* **Data extract**
☆ ☆ ☆
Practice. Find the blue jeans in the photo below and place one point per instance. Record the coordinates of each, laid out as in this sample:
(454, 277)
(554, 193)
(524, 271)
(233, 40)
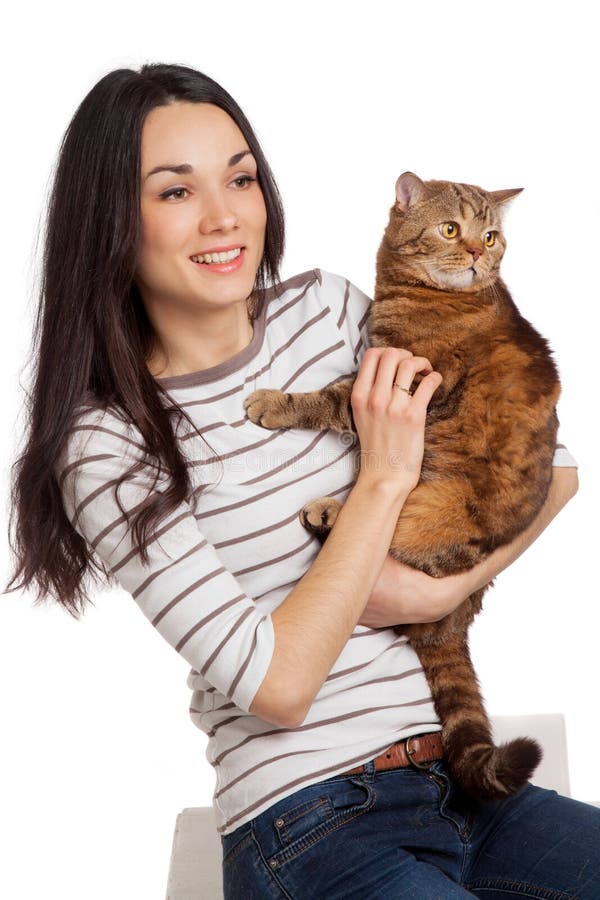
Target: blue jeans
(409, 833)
☆ ☆ ☆
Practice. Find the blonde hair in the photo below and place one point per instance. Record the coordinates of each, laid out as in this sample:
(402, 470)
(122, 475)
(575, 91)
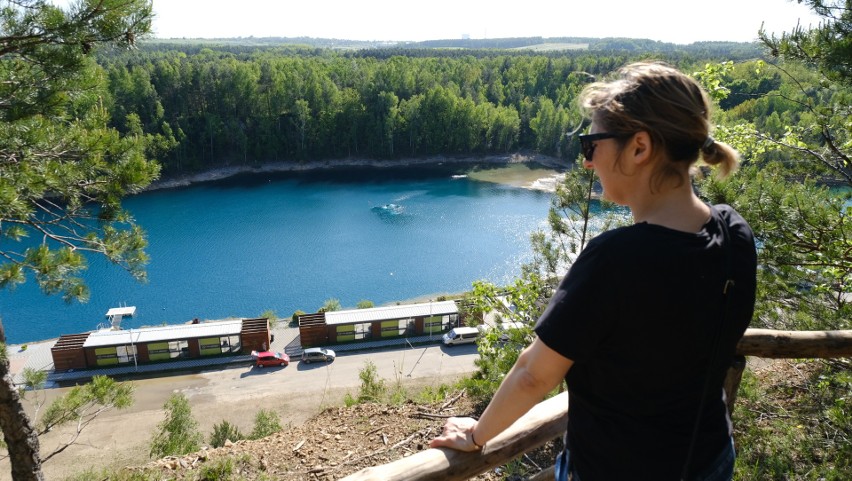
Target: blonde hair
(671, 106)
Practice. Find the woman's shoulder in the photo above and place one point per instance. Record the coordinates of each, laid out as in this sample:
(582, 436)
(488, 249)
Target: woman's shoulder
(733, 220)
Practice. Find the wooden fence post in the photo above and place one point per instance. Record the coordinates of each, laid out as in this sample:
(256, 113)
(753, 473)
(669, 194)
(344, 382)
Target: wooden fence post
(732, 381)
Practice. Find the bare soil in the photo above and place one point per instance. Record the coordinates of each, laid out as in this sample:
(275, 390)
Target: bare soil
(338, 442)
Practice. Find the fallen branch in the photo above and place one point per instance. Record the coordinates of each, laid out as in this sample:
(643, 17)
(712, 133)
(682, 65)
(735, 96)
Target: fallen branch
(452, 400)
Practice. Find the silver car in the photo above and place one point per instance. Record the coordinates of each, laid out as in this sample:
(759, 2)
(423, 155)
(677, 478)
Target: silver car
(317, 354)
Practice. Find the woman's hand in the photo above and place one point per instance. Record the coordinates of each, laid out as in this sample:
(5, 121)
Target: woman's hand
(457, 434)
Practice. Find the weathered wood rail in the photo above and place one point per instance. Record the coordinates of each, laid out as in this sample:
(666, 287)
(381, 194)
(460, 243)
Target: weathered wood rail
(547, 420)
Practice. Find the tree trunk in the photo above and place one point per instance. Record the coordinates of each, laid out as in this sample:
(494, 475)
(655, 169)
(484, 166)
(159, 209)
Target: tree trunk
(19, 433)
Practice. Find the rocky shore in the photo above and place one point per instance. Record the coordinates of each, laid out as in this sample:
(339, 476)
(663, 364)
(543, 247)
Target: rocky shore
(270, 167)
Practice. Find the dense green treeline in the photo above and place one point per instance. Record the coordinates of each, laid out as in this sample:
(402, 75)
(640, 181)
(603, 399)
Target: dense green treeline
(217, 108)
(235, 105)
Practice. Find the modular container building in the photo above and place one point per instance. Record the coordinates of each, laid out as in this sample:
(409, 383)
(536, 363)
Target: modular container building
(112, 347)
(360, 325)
☆ ☆ ☆
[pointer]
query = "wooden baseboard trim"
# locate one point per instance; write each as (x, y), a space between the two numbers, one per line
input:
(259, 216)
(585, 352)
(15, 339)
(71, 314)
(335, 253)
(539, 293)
☆ ☆ ☆
* **Work instructions**
Across the entries above, find the lines with the string "below" and copy them.

* **Exercise result**
Practice. Find the blue jeans in the photo below and place one point per instance. Record the coordinates of each, laid out as in this sample:
Practice. Find the blonde hair in the photo below and place one point per instance. Record the coordinates of each, laid out as in this sample:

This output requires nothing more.